▶ _Extracted material_:
········

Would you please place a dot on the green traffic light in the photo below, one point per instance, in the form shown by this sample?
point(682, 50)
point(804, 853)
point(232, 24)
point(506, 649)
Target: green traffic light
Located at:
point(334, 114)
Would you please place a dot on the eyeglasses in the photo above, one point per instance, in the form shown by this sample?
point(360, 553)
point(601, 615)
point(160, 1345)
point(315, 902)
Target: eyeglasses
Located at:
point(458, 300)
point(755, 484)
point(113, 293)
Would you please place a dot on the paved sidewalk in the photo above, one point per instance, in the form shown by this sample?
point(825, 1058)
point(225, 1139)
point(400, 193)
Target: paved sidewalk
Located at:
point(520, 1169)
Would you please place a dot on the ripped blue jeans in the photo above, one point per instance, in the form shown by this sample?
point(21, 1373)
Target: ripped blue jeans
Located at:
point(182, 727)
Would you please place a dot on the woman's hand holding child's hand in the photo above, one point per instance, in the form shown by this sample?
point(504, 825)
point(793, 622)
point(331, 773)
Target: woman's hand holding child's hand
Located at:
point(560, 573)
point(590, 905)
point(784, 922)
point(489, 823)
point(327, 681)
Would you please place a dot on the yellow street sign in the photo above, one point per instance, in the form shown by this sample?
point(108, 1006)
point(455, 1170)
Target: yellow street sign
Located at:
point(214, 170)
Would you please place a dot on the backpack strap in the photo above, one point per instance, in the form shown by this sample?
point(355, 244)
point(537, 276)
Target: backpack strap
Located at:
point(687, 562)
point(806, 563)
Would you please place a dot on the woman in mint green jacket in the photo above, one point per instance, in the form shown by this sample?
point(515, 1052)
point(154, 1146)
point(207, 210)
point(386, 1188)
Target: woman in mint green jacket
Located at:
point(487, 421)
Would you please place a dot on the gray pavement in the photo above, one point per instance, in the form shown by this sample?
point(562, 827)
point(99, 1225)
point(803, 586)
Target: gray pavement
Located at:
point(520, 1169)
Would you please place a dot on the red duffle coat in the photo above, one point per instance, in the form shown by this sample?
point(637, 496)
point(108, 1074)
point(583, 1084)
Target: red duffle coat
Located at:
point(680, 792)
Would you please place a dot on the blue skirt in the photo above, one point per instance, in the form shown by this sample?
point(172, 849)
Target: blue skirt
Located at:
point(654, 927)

········

▶ _Task goal_:
Copy out the data exactly, keeping each line whole.

▶ _Completed exercise_:
Would you please place a dot on the green traffic light in the photo below, one point per instance, in the form shown by this sample?
point(682, 50)
point(804, 853)
point(232, 24)
point(506, 649)
Target: green traffic light
Located at:
point(334, 114)
Would you please place a dot on the eyeglasses in the photo above, one point per instance, in the form shown by this sample?
point(360, 553)
point(601, 615)
point(160, 1345)
point(315, 902)
Target: eyeglasses
Located at:
point(458, 300)
point(755, 484)
point(113, 293)
Would you please place a dot on the paved sidewalk in the photo above, one point per instance, in the form shown by this sample?
point(825, 1058)
point(225, 1139)
point(400, 193)
Target: paved sidewalk
Located at:
point(520, 1169)
Would you please place a dot on the ripped blue jeans in the photo above, one point per instance, in the form shown by this sample?
point(21, 1373)
Target: ripped blue jeans
Located at:
point(182, 727)
Would you please place a dot on the woman's hand holding child's hand in the photo above, one point per instance, in the form shown by this sample?
point(504, 825)
point(793, 622)
point(331, 773)
Target: woman's hand holding child's hand
Located at:
point(560, 573)
point(590, 905)
point(784, 922)
point(489, 823)
point(327, 681)
Would you please place a dot on the yellow street sign in the photo above, one point per instance, in the form shown by this sample?
point(108, 1006)
point(455, 1170)
Target: yellow street sign
Located at:
point(214, 170)
Would you please place a dot on the backpack strap in the photo above, one point per instance, in the form shown by this sample?
point(355, 244)
point(537, 276)
Target: backpack strap
Located at:
point(687, 562)
point(806, 563)
Would you please place a dot on the woman in mint green jacket in the photo above, one point per instance, in the form shown by this sample?
point(515, 1052)
point(154, 1146)
point(207, 210)
point(386, 1188)
Target: woman in mint green jacket
Located at:
point(487, 421)
Would you please place a dot on the gray pavement in the photo above, one point per instance, in the form shown by this sample?
point(562, 827)
point(99, 1225)
point(803, 586)
Target: gray pavement
Located at:
point(520, 1169)
Would you please place a dot on the red duffle coat in the photo above, one point per instance, in the form shown by this sample?
point(637, 496)
point(108, 1074)
point(583, 1084)
Target: red duffle coat
Located at:
point(680, 792)
Would you please place a dot on the blue skirt in the photo above, one point per instance, in the form shown by this sample?
point(172, 849)
Target: blue skirt
Located at:
point(654, 927)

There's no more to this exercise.